● Given text
------
Suspense users can use lazyRemote (resilience runs inside the lazy factory, so a flaky remote no longer rejects the boundary on first failure):

import { Suspense } from "react";
import { lazyRemote } from "federation-resilience/react";

const Cart = lazyRemote<{ default: React.ComponentType }>("checkout/Cart", {
  fallback: "checkout-stable/Cart",
});

<Suspense fallback={<Spinner />}><Cart /></Suspense>;

Vue

A first-class Vue 3 composable ships from the optional subpath federation-resilience/vue with vue as an optional peer dependency.

<script setup lang="ts">
import { useResilientRemote } from "federation-resilience/vue";

const state = useResilientRemote("checkout/Cart", {
  fallback: "checkout-stable/Cart",
});
// state.value.status === "loading" | "success" | "error"
</script>

<template>
  <Spinner v-if="state.status === 'loading'" />
  <CartUnavailable v-else-if="state.status === 'error'" :reason="state.error.message" />
  <component v-else :is="state.module.default" />
</template>

The remote argument can be a reactive Ref<string> — the composable re-fires whenever it changes (e.g. route-driven remotes):

import { ref } from "vue";
import { useResilientRemote } from "federation-resilience/vue";

const currentRemote = ref("checkout/Cart");
const state = useResilientRemote(currentRemote, { fallback: "checkout-stable/Cart" });
// Changing currentRemote.value triggers a new resilient load automatically.

Angular

import { loadResilientRemote, RemoteLoadError } from "federation-resilience";

async loadWidget() {
  try {
    const m = await loadResilientRemote("dash/Widget", { fallback: "dash-stable/Widget" });
    this.widget = m.default;
  } catch (e) {
    if (e instanceof RemoteLoadError) this.showWidgetFallbackUI();
  }
}

Svelte

<script lang="ts">
  import { loadResilientRemote } from "federation-resilience";
  let promise = loadResilientRemote("nav/Menu", { fallback: () => import("./LocalMenu") });
</script>

{#await promise}
  <Spinner />
{:then mod}
  <svelte:component this={mod.default} />
{:catch}
  <LocalMenuFallback />
{/await}

Parallel multi-remote load

Load multiple remotes at once with full per-remote failure isolation — one broken remote never blocks or cancels the others:

import { loadResilientRemotes } from "federation-resilience";

const results = await loadResilientRemotes([
  { remoteId: "checkout/Cart",  options: { fallback: "checkout-stable/Cart" } },
  { remoteId: "nav/Menu",       options: { fallback: "nav-stable/Menu" } },
  { remoteId: "promo/Banner",   options: { maxAttempts: 2 } },
], { maxAttempts: 3, backoff: { baseMs: 100, capMs: 2000 } }); // shared defaults

for (const r of results) {
  if (r.status === "success") mount(r.remoteId, r.module);
  else                        renderFallbackUI(r.remoteId, r.error);
}

Bare ESM (no framework)
------
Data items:
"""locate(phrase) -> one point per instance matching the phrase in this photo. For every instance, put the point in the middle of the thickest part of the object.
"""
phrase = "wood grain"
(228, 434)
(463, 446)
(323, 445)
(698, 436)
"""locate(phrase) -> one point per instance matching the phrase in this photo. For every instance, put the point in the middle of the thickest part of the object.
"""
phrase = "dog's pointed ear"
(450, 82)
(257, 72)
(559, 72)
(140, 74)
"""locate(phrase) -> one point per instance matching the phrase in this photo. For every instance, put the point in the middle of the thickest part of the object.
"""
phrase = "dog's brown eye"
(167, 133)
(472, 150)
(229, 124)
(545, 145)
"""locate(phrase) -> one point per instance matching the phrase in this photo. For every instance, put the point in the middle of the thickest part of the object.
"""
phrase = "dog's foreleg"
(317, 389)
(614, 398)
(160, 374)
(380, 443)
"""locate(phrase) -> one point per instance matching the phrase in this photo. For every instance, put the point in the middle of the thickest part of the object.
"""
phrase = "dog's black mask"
------
● Exercises
**1.** Restate the paragraph in the federation-resilience docs that begins "A first-class Vue 3 composable" as a short bulleted list that keeps its main facts.
**2.** Update the federation-resilience docs from "Suspense users can" down to "optional peer dependency." and give that passage again, with "lazyRemote" changed to "lazyResilientRemote".

● Final answers
**1.**
- A first-class Vue 3 composable is available.
- It ships from the optional subpath federation-resilience/vue.
- vue is an optional peer dependency.

**2.**
Suspense users can use lazyResilientRemote (resilience runs inside the lazy factory, so a flaky remote no longer rejects the boundary on first failure):

import { Suspense } from "react";
import { lazyResilientRemote } from "federation-resilience/react";

const Cart = lazyResilientRemote<{ default: React.ComponentType }>("checkout/Cart", {
  fallback: "checkout-stable/Cart",
});

<Suspense fallback={<Spinner />}><Cart /></Suspense>;

Vue

A first-class Vue 3 composable ships from the optional subpath federation-resilience/vue with vue as an optional peer dependency.